*Quoted text*.
::::::::::

# Game 26: Los Angeles Lakers (14-11) @ Boston Celtics (14-10) [2/9]



## Basel (Mar 31, 2005)

*@*


----------



## Ron (May 8, 2002)

I think Boston is like 9-1 since they were 5-9, if I am not mistaken.

Jesus.


----------



## Jamel Irief (May 19, 2002)

Gah, I just saw the thread title and was shocked to see they had a better record.


----------



## Marcus13 (Jul 17, 2002)

Ron said:


> I think Boston is like 9-1 since they were 5-9, if I am not mistaken.
> 
> Jesus.


and it was a bullshit 20 point comeback by Cleveland where we just mentally checked out too early in the fourth.

See yall tomorrow!


----------



## Bogg (May 4, 2009)

Would've been interesting if the Kobe passing Shaq and Pierce passing Bird storylines had converged in this game, but no such luck.


----------



## elcap15 (Aug 8, 2006)

Maybe the Lakers will get up for this one.


----------



## Jamel Irief (May 19, 2002)

Bynum needs to be fed very early.


----------



## King Sancho Fantastic (Jul 19, 2005)

Steve Blake practiced today and is a game time decision. Good news!


----------



## jazzy1 (Jul 16, 2002)

they are playing well we aren't. But we match up well with all their weaknesses. We should be able to kill them on the o boards and Bynum should have a field day. metta actually plays Pierce well so I like our chances if Bass doesn't go apeshit on us off the bench.

::::::::::

*What is asked*.
1. In the game thread, which player is said to have practiced today and to be a game time decision?
2. List every distinct username that posted in the game thread.

(Region annotation entries)
::::::::::

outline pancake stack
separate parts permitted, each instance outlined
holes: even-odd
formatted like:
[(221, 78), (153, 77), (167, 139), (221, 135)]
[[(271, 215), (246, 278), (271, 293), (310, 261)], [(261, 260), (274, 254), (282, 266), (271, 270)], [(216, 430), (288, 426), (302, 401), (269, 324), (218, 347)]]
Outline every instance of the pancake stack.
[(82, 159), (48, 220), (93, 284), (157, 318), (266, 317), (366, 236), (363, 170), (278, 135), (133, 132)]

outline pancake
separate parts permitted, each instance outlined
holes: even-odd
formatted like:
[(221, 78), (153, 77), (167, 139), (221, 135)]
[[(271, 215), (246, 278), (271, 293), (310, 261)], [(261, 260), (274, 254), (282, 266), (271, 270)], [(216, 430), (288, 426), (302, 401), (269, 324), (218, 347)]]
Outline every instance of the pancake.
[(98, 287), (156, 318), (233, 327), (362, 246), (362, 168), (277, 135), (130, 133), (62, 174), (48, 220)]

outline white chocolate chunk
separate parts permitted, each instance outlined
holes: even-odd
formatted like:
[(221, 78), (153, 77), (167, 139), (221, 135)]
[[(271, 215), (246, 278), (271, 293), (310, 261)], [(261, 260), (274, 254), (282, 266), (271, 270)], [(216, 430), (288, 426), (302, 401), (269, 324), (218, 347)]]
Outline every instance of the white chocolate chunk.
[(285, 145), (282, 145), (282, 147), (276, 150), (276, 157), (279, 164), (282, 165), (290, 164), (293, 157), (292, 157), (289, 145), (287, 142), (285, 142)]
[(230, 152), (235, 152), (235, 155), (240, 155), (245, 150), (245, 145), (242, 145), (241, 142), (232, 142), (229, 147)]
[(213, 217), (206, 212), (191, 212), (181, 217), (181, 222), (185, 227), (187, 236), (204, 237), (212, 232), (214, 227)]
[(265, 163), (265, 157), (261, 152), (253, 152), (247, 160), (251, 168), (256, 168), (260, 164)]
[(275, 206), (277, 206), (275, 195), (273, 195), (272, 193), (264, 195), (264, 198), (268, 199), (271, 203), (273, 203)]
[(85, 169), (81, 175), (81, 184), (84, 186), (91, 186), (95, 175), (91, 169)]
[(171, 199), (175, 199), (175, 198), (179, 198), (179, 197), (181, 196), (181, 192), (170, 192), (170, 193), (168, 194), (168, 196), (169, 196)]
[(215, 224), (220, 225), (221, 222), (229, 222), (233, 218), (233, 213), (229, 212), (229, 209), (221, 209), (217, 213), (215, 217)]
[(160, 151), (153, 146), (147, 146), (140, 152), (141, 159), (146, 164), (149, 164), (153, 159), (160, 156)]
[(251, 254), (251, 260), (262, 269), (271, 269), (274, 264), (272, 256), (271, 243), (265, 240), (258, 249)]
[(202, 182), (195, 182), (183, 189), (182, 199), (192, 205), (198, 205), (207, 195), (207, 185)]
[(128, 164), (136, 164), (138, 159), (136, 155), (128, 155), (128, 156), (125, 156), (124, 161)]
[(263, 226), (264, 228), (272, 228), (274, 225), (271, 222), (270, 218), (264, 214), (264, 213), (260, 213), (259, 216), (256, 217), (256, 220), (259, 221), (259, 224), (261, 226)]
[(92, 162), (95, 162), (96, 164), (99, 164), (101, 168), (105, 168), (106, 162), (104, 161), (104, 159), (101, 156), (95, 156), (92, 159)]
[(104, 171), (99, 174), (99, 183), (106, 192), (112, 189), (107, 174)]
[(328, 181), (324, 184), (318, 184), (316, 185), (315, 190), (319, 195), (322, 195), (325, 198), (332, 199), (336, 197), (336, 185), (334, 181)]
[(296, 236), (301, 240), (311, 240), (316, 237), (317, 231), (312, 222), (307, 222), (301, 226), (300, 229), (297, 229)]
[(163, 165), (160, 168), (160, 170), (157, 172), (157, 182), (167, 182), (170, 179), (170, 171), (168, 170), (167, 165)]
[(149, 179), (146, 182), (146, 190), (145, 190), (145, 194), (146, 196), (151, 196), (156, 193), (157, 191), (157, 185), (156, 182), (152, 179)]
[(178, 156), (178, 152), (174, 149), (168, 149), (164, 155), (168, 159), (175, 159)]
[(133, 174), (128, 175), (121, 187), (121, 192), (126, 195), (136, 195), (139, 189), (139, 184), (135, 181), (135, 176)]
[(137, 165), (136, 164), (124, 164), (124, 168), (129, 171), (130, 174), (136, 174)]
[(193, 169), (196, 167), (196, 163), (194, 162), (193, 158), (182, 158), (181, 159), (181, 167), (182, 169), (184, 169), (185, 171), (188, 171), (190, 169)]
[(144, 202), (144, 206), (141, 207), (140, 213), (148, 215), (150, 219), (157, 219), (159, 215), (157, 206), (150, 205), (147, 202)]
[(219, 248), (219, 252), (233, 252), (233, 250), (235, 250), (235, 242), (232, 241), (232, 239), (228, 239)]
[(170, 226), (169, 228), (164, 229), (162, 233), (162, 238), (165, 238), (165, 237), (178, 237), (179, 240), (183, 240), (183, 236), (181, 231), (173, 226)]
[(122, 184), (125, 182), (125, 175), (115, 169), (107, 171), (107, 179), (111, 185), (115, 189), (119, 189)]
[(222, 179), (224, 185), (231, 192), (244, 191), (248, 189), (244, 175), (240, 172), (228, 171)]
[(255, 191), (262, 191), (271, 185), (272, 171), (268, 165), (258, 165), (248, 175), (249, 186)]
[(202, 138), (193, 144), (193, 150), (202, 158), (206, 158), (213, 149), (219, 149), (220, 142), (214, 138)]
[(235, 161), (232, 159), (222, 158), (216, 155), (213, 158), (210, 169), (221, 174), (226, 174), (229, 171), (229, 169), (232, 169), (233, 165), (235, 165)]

::::::::::

*The solutions*.
1. Steve Blake

2. Basel, Ron, Jamel Irief, Marcus13, Bogg, elcap15, King Sancho Fantastic, jazzy1